Data START

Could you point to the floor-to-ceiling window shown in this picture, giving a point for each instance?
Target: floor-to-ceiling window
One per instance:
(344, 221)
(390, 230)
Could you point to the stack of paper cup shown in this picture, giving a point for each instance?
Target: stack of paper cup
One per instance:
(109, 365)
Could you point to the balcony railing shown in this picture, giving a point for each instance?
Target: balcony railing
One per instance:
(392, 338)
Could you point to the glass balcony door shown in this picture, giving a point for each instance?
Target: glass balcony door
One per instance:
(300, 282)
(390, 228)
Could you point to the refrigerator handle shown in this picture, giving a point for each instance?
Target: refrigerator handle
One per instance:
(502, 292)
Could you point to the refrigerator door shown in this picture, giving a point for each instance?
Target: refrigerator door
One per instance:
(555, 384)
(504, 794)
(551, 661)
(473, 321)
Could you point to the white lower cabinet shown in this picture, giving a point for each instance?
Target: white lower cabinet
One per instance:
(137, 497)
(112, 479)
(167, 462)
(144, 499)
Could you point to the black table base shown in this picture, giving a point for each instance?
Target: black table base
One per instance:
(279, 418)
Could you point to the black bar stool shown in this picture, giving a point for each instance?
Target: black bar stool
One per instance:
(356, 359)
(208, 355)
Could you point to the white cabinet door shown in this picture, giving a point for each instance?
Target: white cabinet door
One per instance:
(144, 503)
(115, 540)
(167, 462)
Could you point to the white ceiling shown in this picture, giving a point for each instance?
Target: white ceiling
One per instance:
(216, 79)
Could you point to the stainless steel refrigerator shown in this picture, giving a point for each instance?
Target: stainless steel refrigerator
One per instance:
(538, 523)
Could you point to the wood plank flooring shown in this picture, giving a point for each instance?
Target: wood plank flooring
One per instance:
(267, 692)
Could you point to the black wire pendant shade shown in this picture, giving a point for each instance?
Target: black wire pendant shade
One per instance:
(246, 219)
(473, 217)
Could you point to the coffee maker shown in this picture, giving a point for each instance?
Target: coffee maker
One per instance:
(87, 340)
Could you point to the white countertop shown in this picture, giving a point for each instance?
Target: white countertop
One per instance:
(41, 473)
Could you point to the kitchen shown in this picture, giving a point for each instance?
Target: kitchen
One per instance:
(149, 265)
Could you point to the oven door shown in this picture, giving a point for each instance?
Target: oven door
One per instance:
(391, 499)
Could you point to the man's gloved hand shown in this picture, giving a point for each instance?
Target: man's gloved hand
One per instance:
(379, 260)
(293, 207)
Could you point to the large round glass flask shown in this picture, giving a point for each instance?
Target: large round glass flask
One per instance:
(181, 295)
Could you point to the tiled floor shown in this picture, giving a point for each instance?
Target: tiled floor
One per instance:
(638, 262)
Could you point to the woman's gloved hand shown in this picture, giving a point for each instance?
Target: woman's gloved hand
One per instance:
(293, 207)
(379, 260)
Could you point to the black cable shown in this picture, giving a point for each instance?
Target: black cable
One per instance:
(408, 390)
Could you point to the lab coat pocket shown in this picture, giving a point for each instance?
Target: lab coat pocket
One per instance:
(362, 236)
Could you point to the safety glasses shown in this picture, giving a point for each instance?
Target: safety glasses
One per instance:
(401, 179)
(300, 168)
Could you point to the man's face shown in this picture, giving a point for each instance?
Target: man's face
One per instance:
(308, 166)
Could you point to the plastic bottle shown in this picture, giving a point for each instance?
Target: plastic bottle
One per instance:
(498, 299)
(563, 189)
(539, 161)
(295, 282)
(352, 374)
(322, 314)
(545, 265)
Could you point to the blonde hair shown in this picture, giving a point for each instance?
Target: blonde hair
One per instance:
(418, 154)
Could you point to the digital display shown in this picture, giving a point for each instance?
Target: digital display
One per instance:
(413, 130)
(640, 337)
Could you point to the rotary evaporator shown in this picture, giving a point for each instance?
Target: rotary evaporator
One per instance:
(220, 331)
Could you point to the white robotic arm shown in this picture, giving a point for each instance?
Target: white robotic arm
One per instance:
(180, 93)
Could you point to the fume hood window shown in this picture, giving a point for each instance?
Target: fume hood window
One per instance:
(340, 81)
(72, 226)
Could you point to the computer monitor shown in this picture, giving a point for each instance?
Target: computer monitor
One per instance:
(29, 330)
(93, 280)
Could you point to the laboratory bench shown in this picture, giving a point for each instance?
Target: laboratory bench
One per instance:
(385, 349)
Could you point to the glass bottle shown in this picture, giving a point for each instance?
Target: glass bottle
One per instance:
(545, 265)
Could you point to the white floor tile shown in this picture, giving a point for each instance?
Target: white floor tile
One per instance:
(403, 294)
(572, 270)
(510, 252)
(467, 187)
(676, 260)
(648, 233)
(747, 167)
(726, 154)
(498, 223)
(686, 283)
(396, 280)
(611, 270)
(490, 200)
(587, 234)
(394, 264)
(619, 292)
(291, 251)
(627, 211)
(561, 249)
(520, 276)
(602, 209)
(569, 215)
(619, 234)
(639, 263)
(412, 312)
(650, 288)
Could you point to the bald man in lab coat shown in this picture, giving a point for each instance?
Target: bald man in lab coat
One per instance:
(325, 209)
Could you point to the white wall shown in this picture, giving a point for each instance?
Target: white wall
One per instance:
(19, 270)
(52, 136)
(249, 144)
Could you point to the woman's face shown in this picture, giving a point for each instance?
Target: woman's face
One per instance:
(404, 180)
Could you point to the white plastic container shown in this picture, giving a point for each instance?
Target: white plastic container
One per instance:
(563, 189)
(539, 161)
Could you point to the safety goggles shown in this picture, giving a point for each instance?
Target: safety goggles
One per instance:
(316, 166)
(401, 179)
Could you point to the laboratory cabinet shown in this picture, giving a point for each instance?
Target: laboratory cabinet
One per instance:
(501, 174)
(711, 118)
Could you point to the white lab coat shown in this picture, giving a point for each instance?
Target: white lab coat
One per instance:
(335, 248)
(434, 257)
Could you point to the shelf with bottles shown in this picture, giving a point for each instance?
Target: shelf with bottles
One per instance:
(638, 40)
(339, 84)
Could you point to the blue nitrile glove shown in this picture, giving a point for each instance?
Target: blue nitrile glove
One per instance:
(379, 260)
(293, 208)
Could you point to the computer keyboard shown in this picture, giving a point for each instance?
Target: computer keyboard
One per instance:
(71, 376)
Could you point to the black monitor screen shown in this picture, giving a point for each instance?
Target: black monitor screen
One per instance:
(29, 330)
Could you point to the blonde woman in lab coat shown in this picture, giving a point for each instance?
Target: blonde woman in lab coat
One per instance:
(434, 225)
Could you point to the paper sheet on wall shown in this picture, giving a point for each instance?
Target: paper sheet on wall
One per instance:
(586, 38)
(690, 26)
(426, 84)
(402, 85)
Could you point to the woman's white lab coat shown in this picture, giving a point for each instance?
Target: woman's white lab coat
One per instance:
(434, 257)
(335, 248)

Data END

What the task asks: Exactly as shown, repeat every record.

Answer to the problem:
Could you point to the floor-to-ceiling window shown in this picture, giving a point for each instance?
Target: floor-to-ceiling window
One per instance:
(344, 221)
(390, 230)
Could you point to the stack of paper cup shown in this picture, giving a point for each instance?
Target: stack of paper cup
One per instance:
(109, 365)
Could you point to the balcony railing shown in this picture, giving a point for each instance?
Target: balcony railing
One per instance:
(392, 338)
Could you point to the glass balcony door shown in this picture, giving a point for each instance?
Target: glass balcony door
One per instance:
(300, 282)
(390, 228)
Could you point to the refrigerator handle shown in this picture, giving a point for each instance?
Target: refrigerator handle
One per instance:
(502, 292)
Could you point to the refrigerator door shown in this picture, giving a point for each instance?
Target: refrigerator door
One per instance:
(555, 384)
(504, 794)
(551, 661)
(473, 321)
Could you point to the white lower cabinet shown in this picture, giving a point for each instance?
Target: white lower cabinet
One per instance:
(137, 497)
(112, 479)
(167, 462)
(144, 499)
Could you point to the black table base shown in this picture, giving a point for each instance?
Target: black table base
One per instance:
(279, 418)
Could you point to the black bar stool shown in this picture, giving a point for each instance?
Target: black bar stool
One per instance:
(356, 359)
(208, 355)
Could you point to the white cabinet door shown in this picture, giving a point for each instance?
Target: white cabinet door
One per instance:
(144, 503)
(115, 540)
(167, 462)
Could you point to the white ceiling shown in this picture, giving a point for each instance?
Target: white ceiling
One per instance:
(216, 79)
Could you point to the stainless steel refrigerator shown in this picture, giving a point for each instance?
Target: stainless steel refrigerator
One per instance:
(538, 523)
Could you point to the wood plank flooring shown in this picture, giving a point for each instance?
Target: wood plank flooring
One per instance:
(267, 692)
Could you point to the black wire pendant shade shown in this picture, giving a point for each instance?
Target: black wire pendant shade
One per instance:
(246, 219)
(473, 217)
Could you point to the coffee maker shown in this picture, giving a point for each instance?
Target: coffee maker
One per instance:
(87, 340)
Could you point to the white countertop shown in this picture, giving a point for each instance?
Target: white countertop
One per instance:
(41, 473)
Could you point to the kitchen shown in this picture, giving a point for each instance?
Target: kitchen
One per instance:
(149, 265)
Could you point to the oven door shown in this picture, giving a point for each instance?
Target: oven door
One per instance:
(391, 499)
Could you point to the man's gloved hand shown in this picture, giving a point for each instance?
Target: man's gloved hand
One per instance:
(379, 260)
(293, 207)
Could you point to the large round glass flask shown in this picture, giving a point for each instance?
Target: large round glass flask
One per instance:
(181, 295)
Could you point to the tiled floor shown in this picture, giving a point for each instance?
Target: tiled floor
One per instance:
(638, 262)
Could you point to the woman's gloved hand shown in this picture, giving a point for each instance?
Target: woman's gloved hand
One per instance:
(293, 207)
(379, 260)
Could you point to the black cable shown in this picture, giving a point for each instance?
Target: black cable
One per instance:
(408, 390)
Could you point to the lab coat pocket shown in this picture, giving a point for each instance?
Target: lab coat pocket
One per instance:
(362, 236)
Could you point to the safety glasses shown in this picture, giving a point for each instance?
Target: safety glasses
One per instance:
(401, 179)
(300, 168)
Could you point to the man's face shown in this picture, giving a point for each instance?
Target: man's face
One per instance:
(308, 166)
Could you point to the plastic bottle shown in this picture, giving a point for each instance?
Target: plastic bottle
One per instance:
(498, 299)
(563, 189)
(539, 161)
(295, 282)
(352, 374)
(322, 314)
(545, 265)
Could you point to the blonde hair shown in this picture, giving a point for each instance?
Target: blonde hair
One per instance:
(418, 154)
Could you point to the digital display shown in this picture, giving a point for each instance?
Target: digital display
One per instance:
(413, 130)
(640, 337)
Could you point to the rotary evaporator shown in this picture, giving a point for each instance?
Target: rotary evaporator
One per instance:
(220, 331)
Could you point to the white robotic arm shown in this picture, giving a point for each instance?
Target: white robotic arm
One per instance:
(180, 93)
Could you point to the fume hood window shown in this picture, giving a point for each instance?
Target: fume hood window
One per instance:
(340, 81)
(72, 226)
Could you point to the computer monitor shown in this picture, giving a point for each instance?
Target: computer monitor
One per instance:
(29, 330)
(93, 280)
Could you point to the laboratory bench shown in this picture, giving a point for each instance?
Target: laboratory bench
One per instance:
(385, 349)
Could you point to the glass bottle shown in this picture, giving a point for each instance?
Target: glass bottle
One per instance:
(545, 265)
Could you point to the white floor tile shown in this picture, giving a point for each instance?
Target: white floor tile
One per instance:
(403, 294)
(572, 270)
(510, 252)
(467, 187)
(676, 260)
(648, 233)
(747, 167)
(726, 154)
(498, 223)
(686, 283)
(396, 280)
(611, 270)
(490, 200)
(587, 234)
(394, 264)
(619, 292)
(291, 251)
(627, 211)
(561, 249)
(520, 276)
(602, 209)
(569, 215)
(619, 234)
(639, 263)
(412, 312)
(650, 288)
Could you point to the bald man in lab coat shown in this picture, giving a point for each instance?
Target: bald man in lab coat
One per instance:
(325, 209)
Could you point to the white wall shown in this picture, giving a point for each instance?
Target: white wall
One per instance:
(19, 270)
(52, 136)
(249, 144)
Could you point to the woman's face shown in this picture, giving a point for each instance?
Target: woman's face
One per instance:
(404, 180)
Could you point to the white plastic container shown in this picture, giving a point for each instance?
Target: white plastic container
One per instance:
(563, 189)
(539, 161)
Could you point to the safety goggles shown in this picture, giving a point for each instance?
Target: safety goggles
One per instance:
(316, 166)
(401, 179)
Could you point to the laboratory cabinet shown in this picture, giving a point for each instance?
Target: laboratory cabinet
One per instance:
(501, 174)
(711, 118)
Could you point to the white lab coat shown in this picture, giving a point for each instance?
Target: white lab coat
One per instance:
(335, 248)
(434, 257)
Could you point to the shelf with bottles shown in this picture, giving a point for each instance?
Target: shelf with bottles
One per instance:
(638, 40)
(339, 84)
Could you point to the blue nitrile glove shown in this picture, giving a point for each instance?
Target: blue nitrile glove
One per instance:
(379, 260)
(293, 208)
Could you point to the computer keyboard shown in this picture, giving a point for each instance?
Target: computer keyboard
One per instance:
(71, 376)
Could you point to the black monitor screen shown in this picture, giving a point for each instance?
Target: black monitor screen
One per instance:
(29, 330)
Could you point to the blonde woman in lab coat shown in this picture, giving a point for each instance?
Target: blonde woman in lab coat
One per instance:
(434, 225)
Could you point to the paper sheet on wall shown in this picture, giving a point for each instance?
Target: paper sheet on wall
One per instance:
(586, 38)
(690, 26)
(426, 84)
(402, 85)
Could you point to the woman's white lab coat shown in this picture, giving a point for each instance?
Target: woman's white lab coat
One per instance:
(434, 257)
(335, 248)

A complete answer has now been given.